- **Reading passage**:
------------------------------------

When my father was still alive and I was still just a boy, he didn’t want me to cry or show emotion because he wanted me to be like him.

 

That notion of masculinity—the strong, silent, suffering, John Wayne type—still haunts us. When boys and young men get hurt, so many of us are quick to tell them just to “suck it up,” “deal with it,” or “be a man.” Maybe that should be the answer in some instances, but certainly not all.

 

Because when we squelch the emotions of a boy and constantly tell him to keep them bottled up, he will do so until his dying day. When we tell a young man not to be authentic and transparent, is it any wonder that he grows up to be an adult man suffering a divorce because he can’t emotionally connect or communicate with his wife?

 

So, how do we stem this tide and end the generational curse of emotionally unavailable men?

 

By modeling to our sons what it means to be a truly strong man.

 

In The Father Effect documentary, Afshin Ziafat said, “The biggest thing I wish my dad would have shown me was transparency and sensitivity. The lie is: to be a man, you can’t really expose your wounds . . . . To be a man, you gotta somehow put up the walls and not let anyone ever see into your heart, your struggles. I wish I would have seen my dad express some of those emotions openly with me so that he would have shown me that it’s OK, that it’s good, in fact, to let down your walls and let some people into your heart.”

------------------------------------

- **Data entries**:
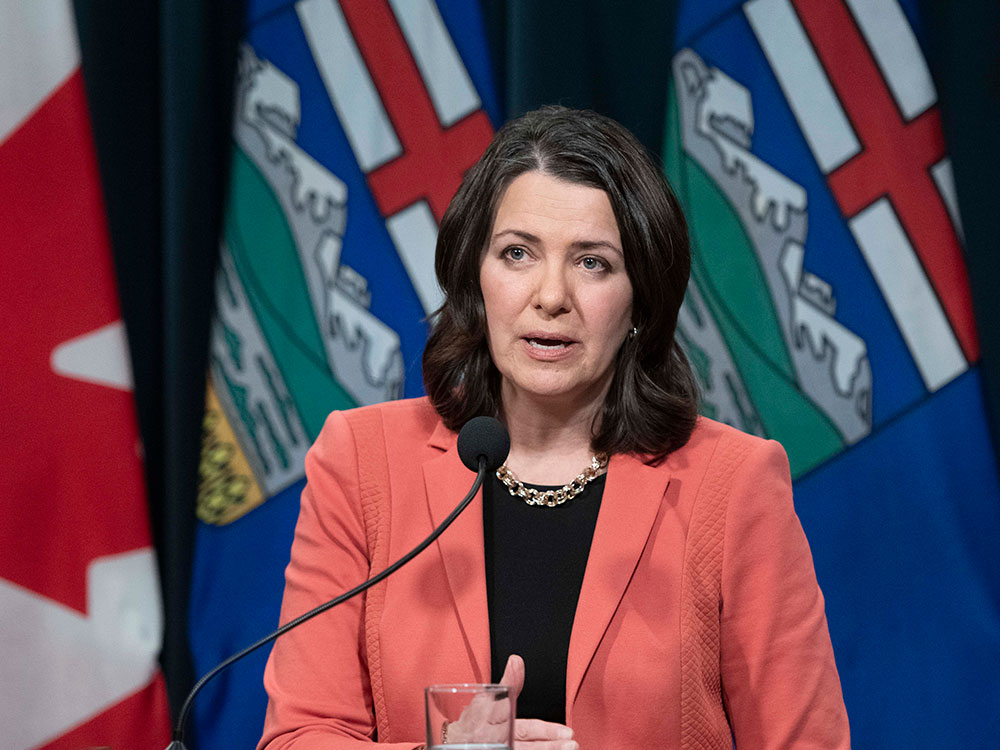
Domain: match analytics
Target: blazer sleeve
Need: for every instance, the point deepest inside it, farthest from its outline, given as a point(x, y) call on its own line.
point(779, 679)
point(317, 674)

------------------------------------

- **Brief A**: Reproduce word for word the stretch of the passage on raising emotionally open sons from "When my father" through "certainly not all.".
- **Brief B**: Summarize the passage on raising emotionally open sons in two sentences.
- **Brief C**: In the passage on raising emotionally open sons, what does Afshin Ziafat say was the biggest thing he wishes his dad had shown him?
The items above are separate material and stand apart from the passage.

- **Written solution A**:
When my father was still alive and I was still just a boy, he didn’t want me to cry or show emotion because he wanted me to be like him.

 

That notion of masculinity—the strong, silent, suffering, John Wayne type—still haunts us. When boys and young men get hurt, so many of us are quick to tell them just to “suck it up,” “deal with it,” or “be a man.” Maybe that should be the answer in some instances, but certainly not all.

- **Written solution B**: The passage argues that telling boys to hide their feelings and "be a man" leads them to keep their emotions bottled up for life, so that as adult men they may be unable to emotionally connect or communicate with their wives. It holds that fathers can end this pattern by modeling true strength to their sons, and it quotes Afshin Ziafat in The Father Effect documentary wishing his dad had openly shown him transparency and sensitivity.

- **Written solution C**: Transparency and sensitivity.